▸ **Extrait**:
---

Ce n’est pas le premier séjour de Craig en prison. Il a purgé plusieurs peines par-ci et par-là. Au centre de formation de la prison de Bordeaux, comme on l’appelle communément, on ne parle pas beaucoup de ce que les détenus ont fait pour être incarcérés. Cela évite de changer le regard des enseignants et surtout, cela leur permet de les considérer avant tout comme des élèves.

Quand nous l’avons rencontré, Craig était à deux doigts de sortir. Et pendant qu’il était en dedans, il voulait continuer à étudier. Il nous a confié appréhender un peu sa sortie, avoir peur de ne pas réussir et sentir comme un goût de déjà-vu. « Il y a pas mal de choses dans ma tête et je suis quelqu’un de très indécis. Je suis papa, enfin j’ai une petite fille que je ne connais pas vraiment et qui est chez ma mère. En fait, j’ai des problèmes avec la DPJ », confie-t-il. La paternité est encore un concept assez vague pour lui qui a été incarcéré quand sa fille avait à peine quatre mois, avant d’enchaîner sur une thérapie de six mois.

Allers-retours entre les murs

La première longue sentence de Craig date de 2012. Elle a duré deux ans. Une fois dehors, il a réalisé qu’il n’avait pas de diplôme de secondaire et donc pas d’issue de secours aux délits. « J’ai pu bénéficier d’un programme d’Emploi-Québec pour retourner à l’école, je voulais finir mon secondaire », raconte-t-il.

À sa sortie en 2014, le jeune homme a tenté le tout pour le tout sans admettre que la recherche de l’excellence pourrait avoir raison de lui. Il complète son test de développement général qui lui permet d’être admis à un DEP en mécanique industrielle. C’est à ce moment-là qu’il se découvre une passion pour les calculs. Mais les choses ne se passent pas vraiment comme prévu.

---

▸ **Extraits de données**:
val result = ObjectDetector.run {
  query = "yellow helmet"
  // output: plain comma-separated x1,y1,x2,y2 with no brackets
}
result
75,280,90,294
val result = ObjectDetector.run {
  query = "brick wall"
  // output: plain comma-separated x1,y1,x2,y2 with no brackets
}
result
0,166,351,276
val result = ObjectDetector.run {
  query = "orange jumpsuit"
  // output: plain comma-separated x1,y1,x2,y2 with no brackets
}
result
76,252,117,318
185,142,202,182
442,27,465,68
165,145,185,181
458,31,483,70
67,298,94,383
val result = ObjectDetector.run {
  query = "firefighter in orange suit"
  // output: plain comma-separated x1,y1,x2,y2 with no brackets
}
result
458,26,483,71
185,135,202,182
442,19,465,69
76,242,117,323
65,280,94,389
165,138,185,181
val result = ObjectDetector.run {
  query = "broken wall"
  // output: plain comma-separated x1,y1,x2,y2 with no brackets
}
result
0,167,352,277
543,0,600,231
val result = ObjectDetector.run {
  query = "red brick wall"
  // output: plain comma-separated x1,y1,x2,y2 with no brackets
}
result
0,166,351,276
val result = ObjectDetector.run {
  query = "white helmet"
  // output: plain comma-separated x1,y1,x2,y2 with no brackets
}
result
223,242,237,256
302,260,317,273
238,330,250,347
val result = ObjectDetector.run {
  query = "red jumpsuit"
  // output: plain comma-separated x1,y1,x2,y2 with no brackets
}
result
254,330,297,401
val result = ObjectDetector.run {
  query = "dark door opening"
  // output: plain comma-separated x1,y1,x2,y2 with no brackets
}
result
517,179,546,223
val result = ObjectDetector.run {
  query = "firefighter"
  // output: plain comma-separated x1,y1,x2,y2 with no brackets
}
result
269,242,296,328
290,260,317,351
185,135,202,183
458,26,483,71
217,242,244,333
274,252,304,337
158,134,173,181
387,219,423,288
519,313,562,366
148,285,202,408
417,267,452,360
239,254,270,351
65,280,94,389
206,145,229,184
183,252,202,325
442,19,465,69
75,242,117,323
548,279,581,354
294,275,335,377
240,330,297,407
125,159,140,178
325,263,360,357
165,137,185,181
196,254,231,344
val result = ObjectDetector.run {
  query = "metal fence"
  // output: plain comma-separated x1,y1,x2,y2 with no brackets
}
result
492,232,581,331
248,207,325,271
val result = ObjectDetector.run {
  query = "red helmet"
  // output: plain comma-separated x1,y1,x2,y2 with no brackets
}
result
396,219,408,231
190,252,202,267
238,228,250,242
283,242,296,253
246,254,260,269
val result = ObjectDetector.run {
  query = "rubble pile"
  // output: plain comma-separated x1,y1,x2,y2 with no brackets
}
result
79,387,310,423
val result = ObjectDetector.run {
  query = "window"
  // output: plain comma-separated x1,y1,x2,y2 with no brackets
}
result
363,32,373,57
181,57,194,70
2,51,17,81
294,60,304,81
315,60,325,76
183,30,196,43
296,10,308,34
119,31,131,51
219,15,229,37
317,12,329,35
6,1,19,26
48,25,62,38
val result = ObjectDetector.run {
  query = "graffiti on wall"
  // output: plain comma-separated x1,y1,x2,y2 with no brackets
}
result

---

▸ **Consigne**: D'après l'extrait, quel âge avait la fille de Craig quand il a été incarcéré ? Les lignes forment un matériau à part, indépendant de l'extrait.

▸ **Réponse**: Elle avait à peine quatre mois.